---------- Supplied records ----------
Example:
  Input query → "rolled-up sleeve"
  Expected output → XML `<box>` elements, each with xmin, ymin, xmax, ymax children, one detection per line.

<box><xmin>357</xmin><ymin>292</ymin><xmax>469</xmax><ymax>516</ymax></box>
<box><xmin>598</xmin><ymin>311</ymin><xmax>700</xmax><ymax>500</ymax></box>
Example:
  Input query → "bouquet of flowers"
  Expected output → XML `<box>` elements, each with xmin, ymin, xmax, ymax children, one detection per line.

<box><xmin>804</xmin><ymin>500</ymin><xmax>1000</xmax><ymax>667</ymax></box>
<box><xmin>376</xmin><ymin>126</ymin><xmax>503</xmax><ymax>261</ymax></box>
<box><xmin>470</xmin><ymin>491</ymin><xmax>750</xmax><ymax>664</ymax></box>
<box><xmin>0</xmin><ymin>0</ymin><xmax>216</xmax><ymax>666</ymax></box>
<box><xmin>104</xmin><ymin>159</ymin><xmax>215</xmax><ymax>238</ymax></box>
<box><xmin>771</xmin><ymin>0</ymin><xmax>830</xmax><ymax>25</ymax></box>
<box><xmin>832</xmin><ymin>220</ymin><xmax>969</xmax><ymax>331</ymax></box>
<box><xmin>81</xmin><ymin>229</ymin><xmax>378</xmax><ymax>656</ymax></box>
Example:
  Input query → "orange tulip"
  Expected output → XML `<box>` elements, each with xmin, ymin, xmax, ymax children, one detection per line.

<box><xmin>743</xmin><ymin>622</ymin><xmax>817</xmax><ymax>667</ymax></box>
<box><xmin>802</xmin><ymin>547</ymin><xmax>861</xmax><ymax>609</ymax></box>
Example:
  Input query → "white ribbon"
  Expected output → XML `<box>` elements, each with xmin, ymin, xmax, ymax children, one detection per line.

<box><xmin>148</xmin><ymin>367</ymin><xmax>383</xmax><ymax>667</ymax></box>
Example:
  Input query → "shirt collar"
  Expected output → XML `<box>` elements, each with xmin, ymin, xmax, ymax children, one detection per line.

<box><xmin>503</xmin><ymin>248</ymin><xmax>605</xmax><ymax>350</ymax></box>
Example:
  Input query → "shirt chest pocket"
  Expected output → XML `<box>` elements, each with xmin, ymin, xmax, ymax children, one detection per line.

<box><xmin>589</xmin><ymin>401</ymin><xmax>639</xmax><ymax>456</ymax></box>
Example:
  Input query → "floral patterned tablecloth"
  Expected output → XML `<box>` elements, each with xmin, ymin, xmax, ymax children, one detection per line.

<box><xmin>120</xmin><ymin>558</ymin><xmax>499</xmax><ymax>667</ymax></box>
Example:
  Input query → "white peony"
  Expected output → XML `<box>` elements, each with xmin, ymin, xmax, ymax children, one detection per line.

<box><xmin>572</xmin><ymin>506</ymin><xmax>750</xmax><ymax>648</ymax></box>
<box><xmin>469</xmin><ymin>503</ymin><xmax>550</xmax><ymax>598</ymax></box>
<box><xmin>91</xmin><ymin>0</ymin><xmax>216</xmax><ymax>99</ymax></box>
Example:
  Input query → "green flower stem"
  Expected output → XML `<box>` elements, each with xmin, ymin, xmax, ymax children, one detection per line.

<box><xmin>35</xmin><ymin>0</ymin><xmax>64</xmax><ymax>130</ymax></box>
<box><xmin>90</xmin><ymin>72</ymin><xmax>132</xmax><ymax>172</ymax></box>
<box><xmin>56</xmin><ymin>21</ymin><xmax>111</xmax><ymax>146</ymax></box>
----------
Directions: Pick out every line in the material above that contains the word "Input", and copy each one. Case counts.

The response:
  Input query → "rolled-up sleeve"
  Input query → "bouquet of flowers"
  Input query → "orange tulip"
  Input query → "white ribbon"
  Input query → "shirt collar"
  Input query → "shirt chest pocket"
  Input query → "floral patterned tablecloth"
  Input query → "white peony"
  Input query → "green flower stem"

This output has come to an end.